Reproduce the whole listing that follows, exactly as it stands.

(Provided material Opens)

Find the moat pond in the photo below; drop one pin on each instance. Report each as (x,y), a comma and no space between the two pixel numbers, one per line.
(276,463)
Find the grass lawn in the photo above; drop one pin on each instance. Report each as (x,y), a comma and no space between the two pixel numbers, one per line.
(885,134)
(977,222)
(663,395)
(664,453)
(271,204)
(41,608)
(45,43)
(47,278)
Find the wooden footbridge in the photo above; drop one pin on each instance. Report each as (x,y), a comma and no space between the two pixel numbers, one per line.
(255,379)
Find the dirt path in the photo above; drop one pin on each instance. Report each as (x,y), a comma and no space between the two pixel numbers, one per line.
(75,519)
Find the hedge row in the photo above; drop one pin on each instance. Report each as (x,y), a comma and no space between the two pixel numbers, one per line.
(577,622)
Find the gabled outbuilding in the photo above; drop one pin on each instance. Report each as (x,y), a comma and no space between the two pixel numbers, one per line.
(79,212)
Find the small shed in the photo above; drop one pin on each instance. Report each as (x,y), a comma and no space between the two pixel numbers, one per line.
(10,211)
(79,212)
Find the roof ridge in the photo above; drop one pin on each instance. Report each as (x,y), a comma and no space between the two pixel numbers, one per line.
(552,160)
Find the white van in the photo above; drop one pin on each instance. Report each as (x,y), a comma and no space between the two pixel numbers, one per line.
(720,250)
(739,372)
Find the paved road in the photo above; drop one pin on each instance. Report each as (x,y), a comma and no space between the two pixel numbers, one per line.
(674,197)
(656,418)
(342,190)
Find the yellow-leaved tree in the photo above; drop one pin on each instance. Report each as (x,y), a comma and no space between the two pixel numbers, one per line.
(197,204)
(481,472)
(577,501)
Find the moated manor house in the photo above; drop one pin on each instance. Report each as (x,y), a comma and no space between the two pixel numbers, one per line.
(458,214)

(Provided material Closes)

## [Problem solution]
Find the moat pond in the photo below; drop one pin on each instance. Report each as (x,y), a comma and no space between the two pixel numbers, one per line.
(276,463)
Find the grass lawn in the photo above; drop one pin on each instance. Report each as (x,y), a comma and no space between the two pixel numbers, one per line.
(885,134)
(977,222)
(663,395)
(664,453)
(271,204)
(41,608)
(45,43)
(47,278)
Find the wooden footbridge in the photo above; drop one pin on each instance. Report each as (x,y), a comma and no space between the two pixel numbers, one per line.
(255,379)
Find the dirt path in the photo above; drop one pin on each instance. Report each as (x,y), a comma and no space between the two pixel numbers, one per line.
(75,519)
Find the hedge row in the photo above; drop one pin on each instance. Report each as (x,y), a comma and no space between the two pixel numbers, one per line.
(577,622)
Find the gabled outbuilding in the photo above; drop one pin on each instance. Report each as (x,y), a comma and no space between the two pixel numbers, one per line.
(79,212)
Find the small shed in the photo above; drop one pin on each instance. Report each as (x,y), a comma and no space between the two pixel numbers, one per line.
(10,211)
(79,212)
Find the roof ridge in the photo above; drop one pin on each instance. Report each as (x,y), a comma and no space between the two pixel numbers, one per line.
(552,160)
Find the white van in the photo above; drop one pin on each instance. Report each as (x,y), a comma and no space between the two pixel numbers, one per line.
(720,250)
(739,372)
Find the paved road in the photo above; drop one pin on each instance. Report each as (x,y), a comma and no space between the two pixel numbers, one per line.
(674,197)
(656,418)
(342,190)
Find the yellow-leaved tree in the photo above; drop one pin on each instance. Report each as (x,y), a comma and no space between the two pixel numbers, one per line.
(197,204)
(481,472)
(577,501)
Find the moated manor house in the photo above; drop one pin on each instance. Report each as (x,y), a comma and no space between the two pixel numbers, one per line.
(458,214)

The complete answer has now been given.